■ PROVIDED TEXT:
▬▬▬

As the road nears Boquillas canyon it becomes more twisty and the terrain more hilly. At one point it ducks into a stone-fronted tunnel carved into a hill. The massive limestone cliffs of Boquillas Canyon formed a wall ahead of me and to my left, looming ever larger the closer I got to the end of the road at Rio Grand Village.

I arrived at around 12:45 PM and was hoping I had not missed the MTF group. I parked the bike and went into the small store at the campground to buy a sandwich, some Powerade, and a small bag of almonds. Sitting outside at one of the covered picnic tables, I listened to the conversations around me: One couple spending 6 months in the U.S. were from Switzerland, another were from Minnesota. As I sat there, a lone rider on a well-used KLR pulled up to the store, dismounted, scratched his head as he looked around, and then ambled inside. I wasn't sure if he was with the MTF group or not but it didn't appear that he was.

▬▬▬

■ PROVIDED MATERIAL:
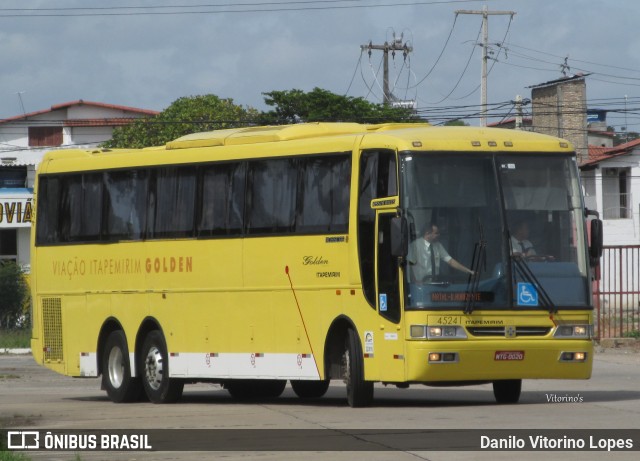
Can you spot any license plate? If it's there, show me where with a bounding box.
[494,351,524,360]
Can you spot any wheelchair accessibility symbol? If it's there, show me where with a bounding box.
[518,282,538,306]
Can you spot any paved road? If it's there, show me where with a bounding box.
[0,350,640,461]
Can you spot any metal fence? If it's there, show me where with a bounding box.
[593,245,640,339]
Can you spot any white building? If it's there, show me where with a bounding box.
[580,139,640,245]
[0,100,158,270]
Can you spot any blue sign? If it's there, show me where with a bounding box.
[518,282,538,306]
[379,293,387,312]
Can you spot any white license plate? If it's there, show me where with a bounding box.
[494,351,524,360]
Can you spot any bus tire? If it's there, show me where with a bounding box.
[342,328,373,408]
[102,330,142,403]
[493,379,522,403]
[224,379,287,400]
[291,379,329,399]
[140,330,184,403]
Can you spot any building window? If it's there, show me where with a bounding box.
[602,168,633,219]
[29,126,62,147]
[0,167,27,189]
[0,229,18,262]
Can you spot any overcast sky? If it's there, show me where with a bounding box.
[0,0,640,131]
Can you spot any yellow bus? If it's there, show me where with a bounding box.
[31,123,601,406]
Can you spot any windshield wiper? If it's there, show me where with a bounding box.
[511,254,558,314]
[464,220,487,314]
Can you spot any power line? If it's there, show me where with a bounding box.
[0,0,492,18]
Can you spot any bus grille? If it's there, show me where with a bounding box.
[467,327,551,337]
[42,298,64,362]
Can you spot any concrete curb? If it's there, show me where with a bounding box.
[0,347,31,355]
[0,338,640,355]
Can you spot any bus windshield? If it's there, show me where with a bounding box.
[400,152,590,312]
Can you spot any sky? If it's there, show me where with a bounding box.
[0,0,640,131]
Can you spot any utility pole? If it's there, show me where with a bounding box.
[360,33,413,106]
[456,5,516,126]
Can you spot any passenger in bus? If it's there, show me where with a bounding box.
[511,221,536,256]
[407,223,473,283]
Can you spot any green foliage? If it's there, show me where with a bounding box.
[444,119,469,126]
[260,88,424,125]
[103,94,258,148]
[0,261,29,329]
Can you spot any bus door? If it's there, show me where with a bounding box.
[376,209,405,382]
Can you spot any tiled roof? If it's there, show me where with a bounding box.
[580,139,640,166]
[0,99,159,124]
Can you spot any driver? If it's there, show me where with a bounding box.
[407,223,473,283]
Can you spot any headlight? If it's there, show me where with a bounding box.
[553,324,593,339]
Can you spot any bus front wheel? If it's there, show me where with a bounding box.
[102,330,142,403]
[342,329,373,407]
[493,379,522,403]
[140,330,184,403]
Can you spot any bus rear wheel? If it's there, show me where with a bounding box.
[291,379,329,399]
[101,330,142,403]
[342,329,373,408]
[140,330,184,403]
[493,379,522,403]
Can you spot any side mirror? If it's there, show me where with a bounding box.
[589,219,603,267]
[391,216,409,258]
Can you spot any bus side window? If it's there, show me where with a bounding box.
[197,162,247,237]
[105,170,149,241]
[358,150,398,308]
[245,158,298,235]
[296,154,351,234]
[149,167,196,238]
[36,176,60,245]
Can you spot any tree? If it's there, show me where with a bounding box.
[103,94,258,148]
[260,88,424,125]
[0,261,29,329]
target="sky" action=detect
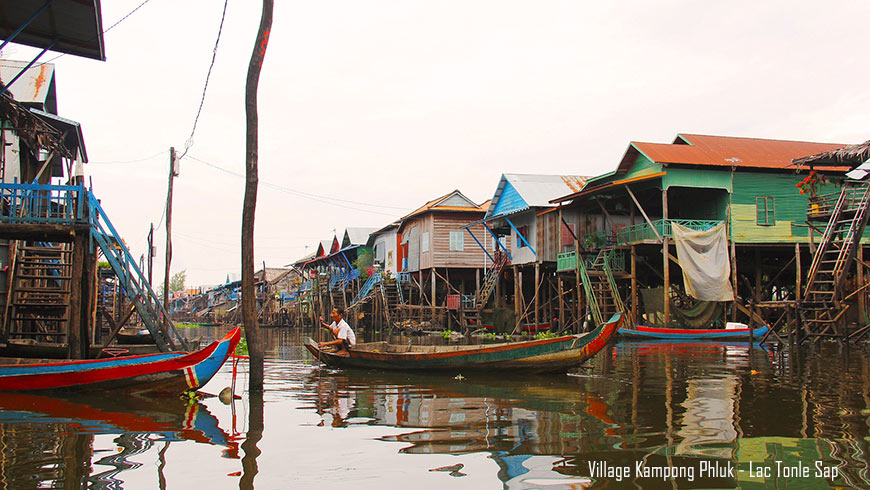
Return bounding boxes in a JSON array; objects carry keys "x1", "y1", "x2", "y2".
[{"x1": 0, "y1": 0, "x2": 870, "y2": 287}]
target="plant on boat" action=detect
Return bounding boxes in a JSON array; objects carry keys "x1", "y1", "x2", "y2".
[
  {"x1": 795, "y1": 170, "x2": 826, "y2": 197},
  {"x1": 234, "y1": 337, "x2": 248, "y2": 356}
]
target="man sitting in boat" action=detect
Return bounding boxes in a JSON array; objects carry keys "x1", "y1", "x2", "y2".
[{"x1": 317, "y1": 308, "x2": 356, "y2": 356}]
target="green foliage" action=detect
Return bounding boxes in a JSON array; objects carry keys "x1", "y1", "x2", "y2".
[
  {"x1": 235, "y1": 337, "x2": 248, "y2": 356},
  {"x1": 353, "y1": 247, "x2": 375, "y2": 281},
  {"x1": 169, "y1": 269, "x2": 187, "y2": 293}
]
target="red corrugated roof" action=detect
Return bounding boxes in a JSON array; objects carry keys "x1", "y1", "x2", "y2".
[{"x1": 619, "y1": 134, "x2": 843, "y2": 172}]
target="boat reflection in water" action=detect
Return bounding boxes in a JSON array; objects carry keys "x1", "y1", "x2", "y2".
[
  {"x1": 0, "y1": 393, "x2": 238, "y2": 490},
  {"x1": 300, "y1": 342, "x2": 870, "y2": 489}
]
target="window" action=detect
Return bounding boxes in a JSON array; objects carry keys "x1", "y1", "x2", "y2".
[
  {"x1": 450, "y1": 231, "x2": 465, "y2": 252},
  {"x1": 516, "y1": 226, "x2": 529, "y2": 248},
  {"x1": 755, "y1": 196, "x2": 776, "y2": 226},
  {"x1": 492, "y1": 236, "x2": 511, "y2": 250},
  {"x1": 560, "y1": 223, "x2": 576, "y2": 247}
]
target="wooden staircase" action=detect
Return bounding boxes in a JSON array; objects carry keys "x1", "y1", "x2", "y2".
[
  {"x1": 577, "y1": 247, "x2": 625, "y2": 325},
  {"x1": 474, "y1": 249, "x2": 510, "y2": 311},
  {"x1": 798, "y1": 180, "x2": 870, "y2": 341},
  {"x1": 6, "y1": 242, "x2": 72, "y2": 343}
]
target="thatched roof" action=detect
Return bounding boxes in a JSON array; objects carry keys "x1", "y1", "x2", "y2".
[
  {"x1": 792, "y1": 140, "x2": 870, "y2": 167},
  {"x1": 0, "y1": 89, "x2": 75, "y2": 159}
]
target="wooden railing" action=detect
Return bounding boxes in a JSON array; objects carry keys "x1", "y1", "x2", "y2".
[{"x1": 616, "y1": 219, "x2": 722, "y2": 245}]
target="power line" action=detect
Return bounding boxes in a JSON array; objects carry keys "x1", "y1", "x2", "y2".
[
  {"x1": 36, "y1": 0, "x2": 157, "y2": 67},
  {"x1": 189, "y1": 155, "x2": 408, "y2": 216},
  {"x1": 178, "y1": 0, "x2": 229, "y2": 160},
  {"x1": 88, "y1": 150, "x2": 167, "y2": 165}
]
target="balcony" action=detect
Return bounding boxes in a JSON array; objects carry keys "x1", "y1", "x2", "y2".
[
  {"x1": 556, "y1": 250, "x2": 625, "y2": 272},
  {"x1": 556, "y1": 252, "x2": 577, "y2": 272},
  {"x1": 616, "y1": 219, "x2": 722, "y2": 245}
]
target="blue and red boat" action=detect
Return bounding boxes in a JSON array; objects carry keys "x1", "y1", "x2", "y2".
[
  {"x1": 0, "y1": 328, "x2": 241, "y2": 394},
  {"x1": 619, "y1": 325, "x2": 768, "y2": 340}
]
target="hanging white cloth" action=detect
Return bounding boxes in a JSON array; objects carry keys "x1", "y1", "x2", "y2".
[{"x1": 671, "y1": 223, "x2": 734, "y2": 301}]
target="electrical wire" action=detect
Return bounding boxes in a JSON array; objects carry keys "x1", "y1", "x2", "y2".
[
  {"x1": 188, "y1": 155, "x2": 408, "y2": 216},
  {"x1": 34, "y1": 0, "x2": 157, "y2": 68},
  {"x1": 178, "y1": 0, "x2": 229, "y2": 160}
]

▬▬▬

■ PARTS OF THE EXERCISE:
• A. Decide whether each of these statements agrees with the Boquillas Canyon ride account. (i) The narrator reached the end of the road at about 12:45 PM. (ii) Near Boquillas Canyon the road grows straighter and the land flatter. (iii) The narrator was sure the rider on the KLR belonged to the MTF group.
• B. Resume the Boquillas Canyon ride account from its final sentence.

■ WRITTEN RESPONSES:
• A.
(i) Yes: "I arrived at around 12:45 PM"
(ii) No: "it becomes more twisty and the terrain more hilly"
(iii) No: "I wasn't sure if he was with the MTF group or not but it didn't appear that he was."

• B.
I enjoyed the pleasant breeze and bright sunshine as I sat outside but by 1:15 I was growing restless, but I also had the feeling that the MTF group were still coming, that I had not missed them. So I decided to ride the one mile back up the road to the Rio Grande Village visitor center to get the national park stamps and then continue another 100 yards to the turnoff for the Boquillas Canyon Road and head for the overlook. It would take less than 30 minutes to do all of this and, even if I missed the arrival of the other riders, they'd most likely still be there when I returned.

The road to the Boquillas canyon is a fine road, very twisty and hilly, posted speed limits of between 15 and 25 mph and requiring respect for those speeds. A few miles down that road is the turnoff to the right to the Boquillas Canyon overlook. I headed up that little road and at the end parked my bike and grabbed my camera to get some photos looking across the Rio Grande into Mexico and looking back at the canyon wall behind my motorcycle.


I was pleasantly surprised to see a small group of men at a little campsite across the river in Mexico. Their mode of transportation was horseback and the men seemed to be camping, sitting in campchairs in the shade of a few cottonwoods along the banks. A well-worn path could be seen exiting the river bed and climbing the embankment to where I stood. The river was running much higher than it was the last time I was here several years ago. The park ranger at the entrance station told me that the river was about 5-6 feet higher than usual and that a few access points - hot springs, Santa Elena Canyon - were closed due to flooding.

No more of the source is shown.